Selected text

__________

The Israeli Military Is Strong Enough to Overwhelm Its Adversaries, but Has Some Dangerous Weak Spots

In a detailed assessment of the IDF’s capabilities, Kenneth Brower argues that in many ways it is mightier than many Israelis realize. Through air power alone, Brower contends, Israel could likely cripple the entire Russian expeditionary force in Syria in less than hour. And that’s not all:

Israel can defeat any conceivable Russian expeditionary force, but obviously cannot defeat Russia or reach Moscow. Similarly, Russia cannot defeat Israel or reach Jerusalem. . . . Israel can [also] defeat Iran and its proxies at a relatively acceptable cost—but only if there is decisive Israeli political and military leadership, which is now lacking. If military power has to be used preemptively to neutralize the Iranian nuclear threat, Israel, acting unilaterally, is far more militarily capable than the U.S.

__________

Data supplied
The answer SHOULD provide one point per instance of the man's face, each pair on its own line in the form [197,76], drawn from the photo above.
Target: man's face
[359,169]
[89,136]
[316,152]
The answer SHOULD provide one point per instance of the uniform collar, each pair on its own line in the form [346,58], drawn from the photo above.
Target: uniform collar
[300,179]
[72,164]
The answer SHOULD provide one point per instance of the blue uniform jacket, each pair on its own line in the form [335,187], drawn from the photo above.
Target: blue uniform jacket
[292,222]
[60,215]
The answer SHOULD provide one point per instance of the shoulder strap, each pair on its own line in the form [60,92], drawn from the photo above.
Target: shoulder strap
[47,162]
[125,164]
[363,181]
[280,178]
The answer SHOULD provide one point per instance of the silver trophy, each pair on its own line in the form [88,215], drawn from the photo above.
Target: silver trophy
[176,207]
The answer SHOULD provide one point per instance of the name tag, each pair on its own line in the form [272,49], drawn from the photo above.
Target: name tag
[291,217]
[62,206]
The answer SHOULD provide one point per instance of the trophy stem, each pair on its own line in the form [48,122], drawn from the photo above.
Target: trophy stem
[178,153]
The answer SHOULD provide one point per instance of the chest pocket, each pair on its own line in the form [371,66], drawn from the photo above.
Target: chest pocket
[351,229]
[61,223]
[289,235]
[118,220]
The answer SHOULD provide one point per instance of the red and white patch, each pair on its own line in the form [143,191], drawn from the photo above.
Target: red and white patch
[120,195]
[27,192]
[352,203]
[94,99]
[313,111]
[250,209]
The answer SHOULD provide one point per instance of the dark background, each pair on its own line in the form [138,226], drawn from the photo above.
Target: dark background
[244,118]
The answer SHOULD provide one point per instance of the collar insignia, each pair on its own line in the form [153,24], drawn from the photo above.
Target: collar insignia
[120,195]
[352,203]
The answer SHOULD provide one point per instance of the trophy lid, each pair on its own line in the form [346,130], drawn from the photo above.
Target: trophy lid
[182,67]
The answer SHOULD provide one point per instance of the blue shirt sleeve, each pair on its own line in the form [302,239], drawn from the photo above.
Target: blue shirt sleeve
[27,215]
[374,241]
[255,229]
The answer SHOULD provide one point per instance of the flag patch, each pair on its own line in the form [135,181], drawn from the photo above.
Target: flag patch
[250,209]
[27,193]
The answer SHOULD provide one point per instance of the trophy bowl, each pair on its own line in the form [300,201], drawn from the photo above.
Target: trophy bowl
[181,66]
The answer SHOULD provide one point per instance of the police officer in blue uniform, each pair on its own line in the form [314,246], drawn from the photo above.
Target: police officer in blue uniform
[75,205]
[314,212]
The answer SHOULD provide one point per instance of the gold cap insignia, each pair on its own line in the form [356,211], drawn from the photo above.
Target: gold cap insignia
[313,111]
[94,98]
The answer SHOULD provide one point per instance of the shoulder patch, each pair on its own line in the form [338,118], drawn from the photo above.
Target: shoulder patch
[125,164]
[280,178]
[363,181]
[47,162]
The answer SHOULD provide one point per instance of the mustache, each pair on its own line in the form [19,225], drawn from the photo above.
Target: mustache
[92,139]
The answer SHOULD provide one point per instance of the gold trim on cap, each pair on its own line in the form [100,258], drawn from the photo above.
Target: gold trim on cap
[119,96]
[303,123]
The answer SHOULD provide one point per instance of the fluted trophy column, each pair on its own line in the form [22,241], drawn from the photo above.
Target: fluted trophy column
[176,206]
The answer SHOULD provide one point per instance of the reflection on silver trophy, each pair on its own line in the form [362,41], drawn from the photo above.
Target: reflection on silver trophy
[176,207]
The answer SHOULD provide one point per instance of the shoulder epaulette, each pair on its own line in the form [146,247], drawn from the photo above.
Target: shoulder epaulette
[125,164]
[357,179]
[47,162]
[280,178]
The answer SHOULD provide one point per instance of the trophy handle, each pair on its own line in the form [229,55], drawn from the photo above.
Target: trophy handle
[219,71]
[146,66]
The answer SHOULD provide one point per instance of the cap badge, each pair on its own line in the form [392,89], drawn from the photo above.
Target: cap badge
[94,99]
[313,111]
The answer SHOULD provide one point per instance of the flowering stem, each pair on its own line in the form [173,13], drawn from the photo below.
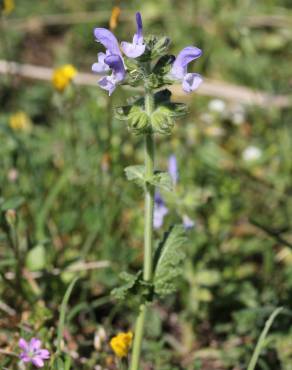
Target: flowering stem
[148,233]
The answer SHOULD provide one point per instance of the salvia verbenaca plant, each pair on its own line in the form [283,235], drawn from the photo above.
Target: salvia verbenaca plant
[145,61]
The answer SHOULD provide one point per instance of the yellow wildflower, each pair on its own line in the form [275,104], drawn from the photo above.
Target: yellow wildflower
[8,6]
[114,17]
[62,76]
[121,343]
[20,121]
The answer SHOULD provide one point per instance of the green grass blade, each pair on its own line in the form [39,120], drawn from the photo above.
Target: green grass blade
[63,314]
[260,343]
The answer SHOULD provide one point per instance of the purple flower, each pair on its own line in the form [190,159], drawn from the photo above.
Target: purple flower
[160,211]
[172,168]
[137,47]
[108,40]
[111,60]
[190,81]
[116,65]
[32,352]
[188,222]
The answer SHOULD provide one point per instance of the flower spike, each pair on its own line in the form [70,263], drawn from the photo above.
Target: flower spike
[190,81]
[108,40]
[137,47]
[116,65]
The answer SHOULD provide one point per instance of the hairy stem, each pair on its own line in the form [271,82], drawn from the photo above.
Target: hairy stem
[148,234]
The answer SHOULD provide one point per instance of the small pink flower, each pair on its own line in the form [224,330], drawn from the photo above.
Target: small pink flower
[32,352]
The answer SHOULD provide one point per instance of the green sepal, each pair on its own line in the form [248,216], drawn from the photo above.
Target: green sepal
[155,48]
[168,260]
[136,174]
[160,121]
[136,116]
[160,74]
[133,287]
[162,180]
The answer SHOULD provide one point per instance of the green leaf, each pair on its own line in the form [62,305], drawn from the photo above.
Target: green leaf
[162,180]
[262,338]
[130,281]
[12,203]
[136,174]
[163,65]
[136,116]
[167,261]
[161,121]
[36,258]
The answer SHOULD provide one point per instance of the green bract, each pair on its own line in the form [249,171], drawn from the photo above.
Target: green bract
[161,120]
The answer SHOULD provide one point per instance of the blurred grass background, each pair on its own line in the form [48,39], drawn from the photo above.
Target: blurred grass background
[62,170]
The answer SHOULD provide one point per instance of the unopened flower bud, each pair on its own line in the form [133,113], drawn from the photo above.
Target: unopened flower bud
[10,216]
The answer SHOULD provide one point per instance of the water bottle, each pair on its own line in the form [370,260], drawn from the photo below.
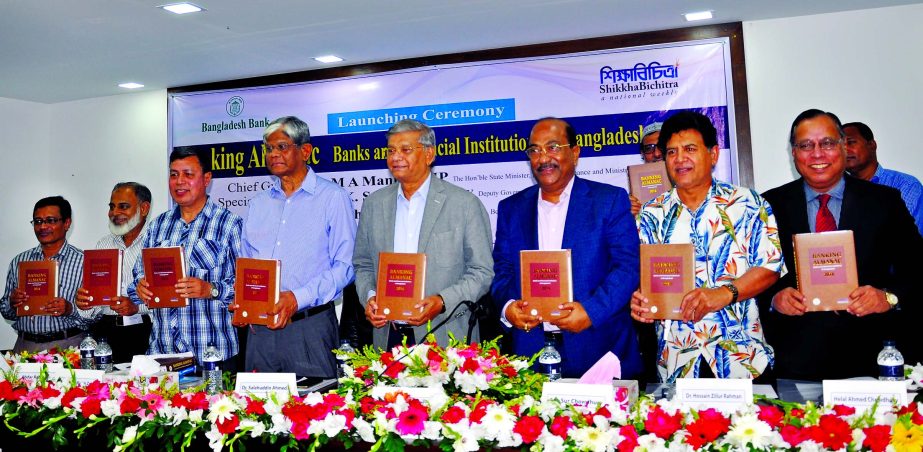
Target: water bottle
[550,361]
[88,353]
[212,370]
[103,355]
[890,363]
[345,347]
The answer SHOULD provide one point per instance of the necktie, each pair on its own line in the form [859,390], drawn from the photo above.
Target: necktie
[824,221]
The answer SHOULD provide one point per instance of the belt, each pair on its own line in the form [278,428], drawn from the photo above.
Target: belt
[51,337]
[303,314]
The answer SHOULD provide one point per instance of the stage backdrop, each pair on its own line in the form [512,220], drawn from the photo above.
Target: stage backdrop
[482,113]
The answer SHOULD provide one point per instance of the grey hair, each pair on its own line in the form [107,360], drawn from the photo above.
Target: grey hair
[427,136]
[295,128]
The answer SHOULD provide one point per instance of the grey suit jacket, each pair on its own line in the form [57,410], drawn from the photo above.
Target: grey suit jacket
[455,236]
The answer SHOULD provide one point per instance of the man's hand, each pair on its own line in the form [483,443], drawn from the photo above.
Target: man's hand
[286,308]
[519,315]
[699,302]
[574,318]
[789,302]
[374,317]
[190,287]
[426,310]
[867,300]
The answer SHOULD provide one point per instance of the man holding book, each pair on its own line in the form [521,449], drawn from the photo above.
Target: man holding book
[127,325]
[736,256]
[210,237]
[592,220]
[842,344]
[307,223]
[58,323]
[421,213]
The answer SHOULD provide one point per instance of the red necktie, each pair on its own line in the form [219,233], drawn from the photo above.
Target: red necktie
[824,221]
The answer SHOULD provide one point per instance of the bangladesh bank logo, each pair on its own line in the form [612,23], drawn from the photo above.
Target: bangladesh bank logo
[235,106]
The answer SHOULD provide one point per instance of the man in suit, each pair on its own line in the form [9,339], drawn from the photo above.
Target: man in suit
[423,214]
[592,220]
[830,345]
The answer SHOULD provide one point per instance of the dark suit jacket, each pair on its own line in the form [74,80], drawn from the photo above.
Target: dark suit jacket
[603,239]
[832,345]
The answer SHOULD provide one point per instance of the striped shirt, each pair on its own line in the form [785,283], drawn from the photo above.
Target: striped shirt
[211,243]
[70,276]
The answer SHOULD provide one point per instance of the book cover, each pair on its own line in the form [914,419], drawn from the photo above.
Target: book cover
[401,280]
[648,180]
[825,265]
[256,290]
[39,279]
[545,281]
[163,267]
[102,275]
[667,275]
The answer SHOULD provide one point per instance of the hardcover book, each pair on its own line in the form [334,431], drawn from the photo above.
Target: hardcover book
[401,280]
[545,281]
[825,265]
[39,280]
[648,180]
[667,275]
[163,267]
[256,290]
[102,275]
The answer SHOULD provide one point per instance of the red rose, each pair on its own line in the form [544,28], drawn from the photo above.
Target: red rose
[529,427]
[662,424]
[877,437]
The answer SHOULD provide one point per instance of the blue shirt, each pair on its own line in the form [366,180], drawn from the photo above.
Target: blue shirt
[312,233]
[70,277]
[910,188]
[835,204]
[211,243]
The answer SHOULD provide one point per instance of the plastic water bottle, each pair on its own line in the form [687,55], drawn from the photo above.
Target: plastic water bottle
[550,361]
[87,353]
[890,363]
[103,355]
[212,370]
[345,347]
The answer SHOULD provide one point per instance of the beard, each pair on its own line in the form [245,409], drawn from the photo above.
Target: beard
[121,230]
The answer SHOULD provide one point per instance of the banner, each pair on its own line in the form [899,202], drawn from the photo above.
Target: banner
[481,112]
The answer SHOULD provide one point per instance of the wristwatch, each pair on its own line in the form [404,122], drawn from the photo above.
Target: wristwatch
[734,292]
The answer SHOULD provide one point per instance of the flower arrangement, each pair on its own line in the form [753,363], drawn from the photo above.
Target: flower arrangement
[491,402]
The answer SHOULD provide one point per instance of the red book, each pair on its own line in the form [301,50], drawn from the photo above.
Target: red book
[163,267]
[102,276]
[401,280]
[39,279]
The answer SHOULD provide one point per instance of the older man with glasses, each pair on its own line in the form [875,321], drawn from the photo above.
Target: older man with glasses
[59,324]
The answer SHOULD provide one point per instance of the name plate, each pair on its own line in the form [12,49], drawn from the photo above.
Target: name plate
[579,394]
[864,393]
[725,394]
[263,384]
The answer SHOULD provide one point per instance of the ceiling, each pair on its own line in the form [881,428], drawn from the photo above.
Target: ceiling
[62,50]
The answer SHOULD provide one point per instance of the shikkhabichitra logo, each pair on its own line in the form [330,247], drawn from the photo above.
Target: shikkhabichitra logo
[235,106]
[641,80]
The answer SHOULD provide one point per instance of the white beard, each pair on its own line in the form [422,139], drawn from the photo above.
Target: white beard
[127,227]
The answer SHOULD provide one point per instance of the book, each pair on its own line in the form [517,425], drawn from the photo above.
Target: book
[256,290]
[163,267]
[667,275]
[825,264]
[545,281]
[401,280]
[102,275]
[39,280]
[648,180]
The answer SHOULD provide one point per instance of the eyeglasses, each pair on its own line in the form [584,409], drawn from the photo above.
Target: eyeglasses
[49,220]
[825,144]
[550,149]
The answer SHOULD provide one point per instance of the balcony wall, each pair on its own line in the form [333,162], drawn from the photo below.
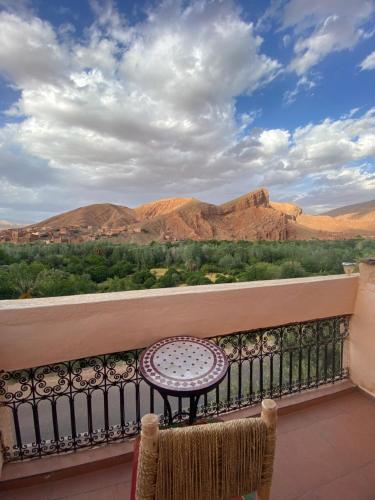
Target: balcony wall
[35,332]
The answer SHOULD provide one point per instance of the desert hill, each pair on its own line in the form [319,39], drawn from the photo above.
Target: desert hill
[98,215]
[250,217]
[160,207]
[358,209]
[5,224]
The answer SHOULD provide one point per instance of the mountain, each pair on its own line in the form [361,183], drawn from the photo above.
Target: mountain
[98,215]
[250,217]
[356,210]
[5,224]
[160,207]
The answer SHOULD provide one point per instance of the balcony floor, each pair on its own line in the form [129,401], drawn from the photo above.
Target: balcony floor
[325,451]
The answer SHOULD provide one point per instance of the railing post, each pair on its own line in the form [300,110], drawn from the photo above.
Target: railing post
[362,330]
[269,417]
[6,434]
[147,460]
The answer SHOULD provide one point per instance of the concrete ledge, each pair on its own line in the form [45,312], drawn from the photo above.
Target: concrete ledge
[34,471]
[37,332]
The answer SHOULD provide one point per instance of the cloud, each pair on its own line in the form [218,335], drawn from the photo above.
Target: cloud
[369,62]
[323,27]
[303,84]
[132,113]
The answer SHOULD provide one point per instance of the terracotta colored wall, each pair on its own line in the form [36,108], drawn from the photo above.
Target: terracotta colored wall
[362,331]
[42,331]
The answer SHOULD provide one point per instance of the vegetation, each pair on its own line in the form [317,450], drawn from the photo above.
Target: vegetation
[39,270]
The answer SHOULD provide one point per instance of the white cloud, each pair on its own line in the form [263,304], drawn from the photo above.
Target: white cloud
[322,27]
[130,114]
[369,62]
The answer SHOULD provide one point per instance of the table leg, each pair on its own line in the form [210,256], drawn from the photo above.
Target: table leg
[193,409]
[168,406]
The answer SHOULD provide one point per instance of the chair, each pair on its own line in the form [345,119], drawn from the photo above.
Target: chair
[216,461]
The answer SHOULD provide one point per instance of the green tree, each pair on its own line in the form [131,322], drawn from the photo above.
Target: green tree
[292,269]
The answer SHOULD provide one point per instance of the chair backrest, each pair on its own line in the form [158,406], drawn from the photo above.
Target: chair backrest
[215,461]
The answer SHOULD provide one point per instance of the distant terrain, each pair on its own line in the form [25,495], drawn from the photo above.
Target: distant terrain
[5,224]
[40,270]
[250,217]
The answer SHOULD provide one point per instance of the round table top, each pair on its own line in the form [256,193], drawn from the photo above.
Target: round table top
[183,364]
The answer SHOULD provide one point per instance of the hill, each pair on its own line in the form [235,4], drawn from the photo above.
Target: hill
[98,215]
[5,224]
[358,209]
[249,217]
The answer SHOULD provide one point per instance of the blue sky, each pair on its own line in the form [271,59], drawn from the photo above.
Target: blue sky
[126,102]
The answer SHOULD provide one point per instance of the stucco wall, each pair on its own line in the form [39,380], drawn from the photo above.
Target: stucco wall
[362,331]
[41,331]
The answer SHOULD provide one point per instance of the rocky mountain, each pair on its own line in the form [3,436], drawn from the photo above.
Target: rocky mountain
[250,217]
[96,216]
[356,210]
[5,224]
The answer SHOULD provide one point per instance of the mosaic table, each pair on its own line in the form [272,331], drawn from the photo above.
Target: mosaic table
[183,367]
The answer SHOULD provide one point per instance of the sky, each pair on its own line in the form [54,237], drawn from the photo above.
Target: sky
[105,101]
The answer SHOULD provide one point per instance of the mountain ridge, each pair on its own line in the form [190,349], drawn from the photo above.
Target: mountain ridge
[251,216]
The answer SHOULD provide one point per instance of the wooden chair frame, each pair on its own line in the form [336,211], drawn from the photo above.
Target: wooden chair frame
[150,439]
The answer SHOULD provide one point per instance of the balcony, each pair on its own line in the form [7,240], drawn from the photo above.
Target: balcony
[68,422]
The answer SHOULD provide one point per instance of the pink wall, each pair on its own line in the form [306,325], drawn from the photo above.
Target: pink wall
[40,331]
[362,331]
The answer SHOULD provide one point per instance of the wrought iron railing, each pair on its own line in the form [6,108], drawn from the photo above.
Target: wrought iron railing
[80,403]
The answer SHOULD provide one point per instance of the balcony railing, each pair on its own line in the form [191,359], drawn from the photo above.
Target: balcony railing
[76,404]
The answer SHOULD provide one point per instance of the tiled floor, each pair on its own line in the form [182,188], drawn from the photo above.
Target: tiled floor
[324,452]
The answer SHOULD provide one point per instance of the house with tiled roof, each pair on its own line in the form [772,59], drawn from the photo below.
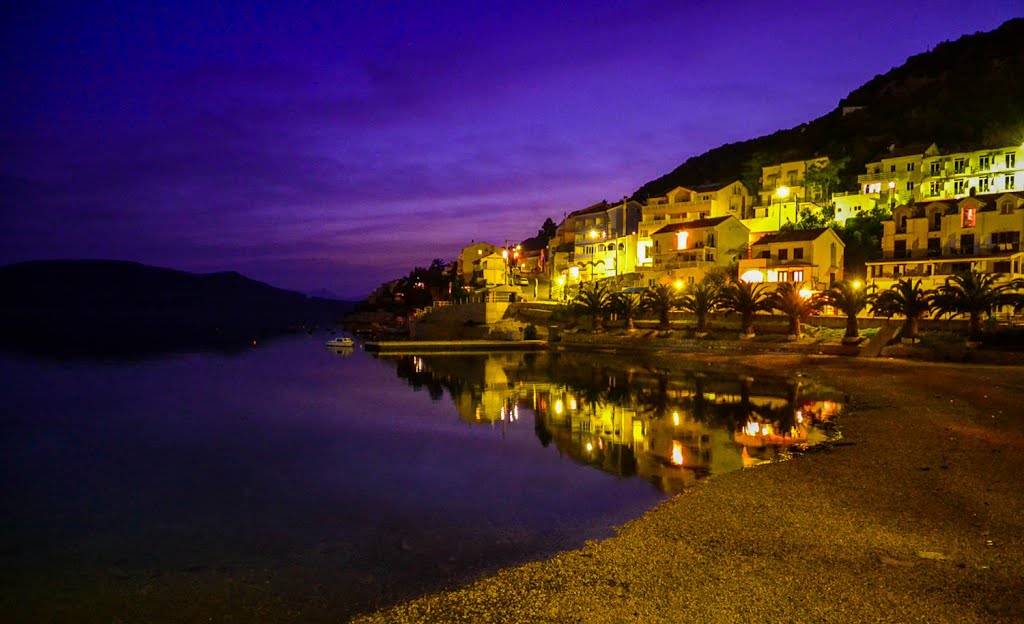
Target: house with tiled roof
[686,251]
[687,204]
[813,257]
[932,240]
[791,175]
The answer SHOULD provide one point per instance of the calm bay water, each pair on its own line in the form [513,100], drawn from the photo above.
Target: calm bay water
[293,483]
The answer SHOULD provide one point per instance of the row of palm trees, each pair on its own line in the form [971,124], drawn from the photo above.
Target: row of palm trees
[972,294]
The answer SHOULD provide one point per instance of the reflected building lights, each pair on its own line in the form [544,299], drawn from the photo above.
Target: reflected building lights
[668,430]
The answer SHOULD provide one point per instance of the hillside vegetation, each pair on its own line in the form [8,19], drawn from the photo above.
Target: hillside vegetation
[963,94]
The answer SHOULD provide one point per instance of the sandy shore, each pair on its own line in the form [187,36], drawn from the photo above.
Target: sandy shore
[916,515]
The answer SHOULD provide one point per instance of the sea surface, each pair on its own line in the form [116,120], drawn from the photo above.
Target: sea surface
[291,482]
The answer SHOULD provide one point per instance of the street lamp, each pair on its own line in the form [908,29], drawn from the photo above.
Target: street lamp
[782,193]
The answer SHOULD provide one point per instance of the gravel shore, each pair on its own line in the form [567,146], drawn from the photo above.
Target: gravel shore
[915,514]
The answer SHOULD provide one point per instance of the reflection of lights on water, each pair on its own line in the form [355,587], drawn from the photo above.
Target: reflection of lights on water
[677,452]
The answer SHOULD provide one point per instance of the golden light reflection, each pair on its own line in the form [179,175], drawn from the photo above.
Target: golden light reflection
[677,452]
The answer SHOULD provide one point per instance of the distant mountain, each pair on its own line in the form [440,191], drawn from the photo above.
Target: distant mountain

__________

To do
Copy the text on the Israeli military's strengths and weak spots word for word, from its title to its last sentence.

Final result
The Israeli Military Is Strong Enough to Overwhelm Its Adversaries, but Has Some Dangerous Weak Spots

In a detailed assessment of the IDF’s capabilities, Kenneth Brower argues that in many ways it is mightier than many Israelis realize. Through air power alone, Brower contends, Israel could likely cripple the entire Russian expeditionary force in Syria in less than hour. And that’s not all:

Israel can defeat any conceivable Russian expeditionary force, but obviously cannot defeat Russia or reach Moscow. Similarly, Russia cannot defeat Israel or reach Jerusalem. . . . Israel can [also] defeat Iran and its proxies at a relatively acceptable cost—but only if there is decisive Israeli political and military leadership, which is now lacking. If military power has to be used preemptively to neutralize the Iranian nuclear threat, Israel, acting unilaterally, is far more militarily capable than the U.S.